### Exercise directions
Tally the lines in the items below that contain the string "comma" and reply with that number alone.

### Provided material
* * *
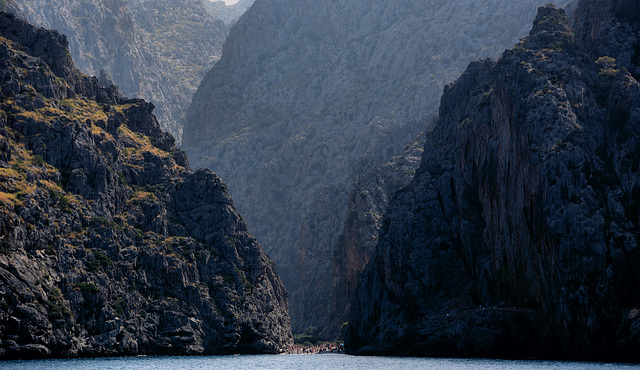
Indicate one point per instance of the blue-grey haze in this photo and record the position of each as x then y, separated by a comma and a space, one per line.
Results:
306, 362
* * *
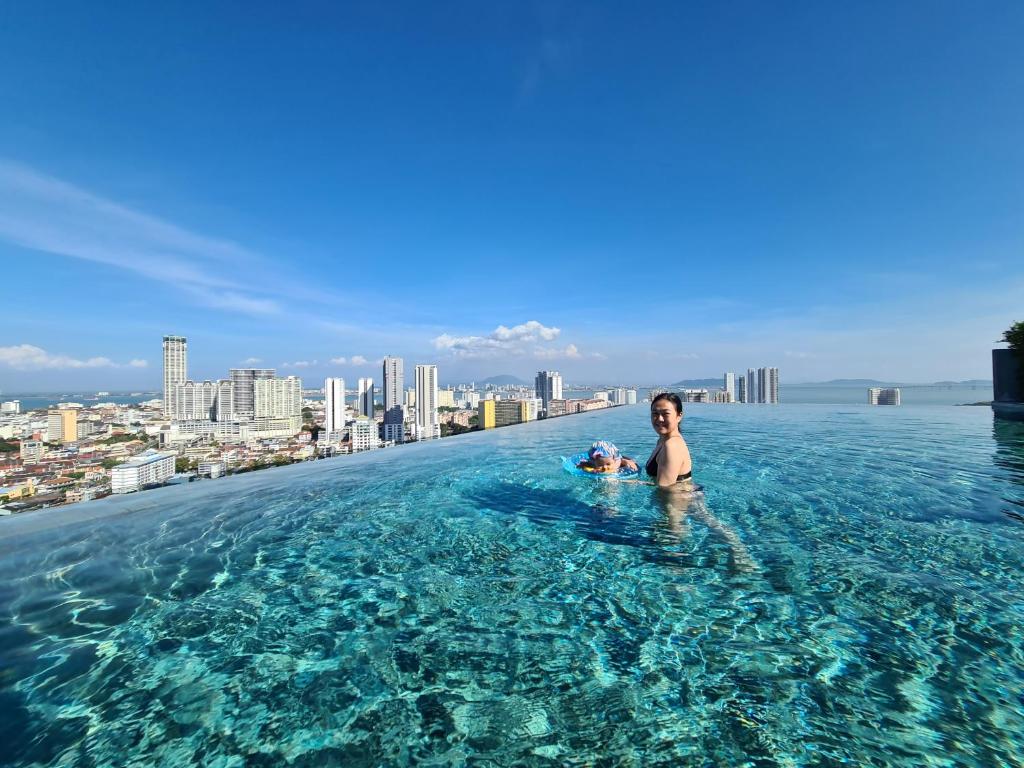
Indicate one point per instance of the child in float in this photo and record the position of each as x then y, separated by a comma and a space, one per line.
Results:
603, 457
* * *
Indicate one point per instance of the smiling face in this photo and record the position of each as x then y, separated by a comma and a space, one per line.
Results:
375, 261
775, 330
* * *
### Result of the exercise
3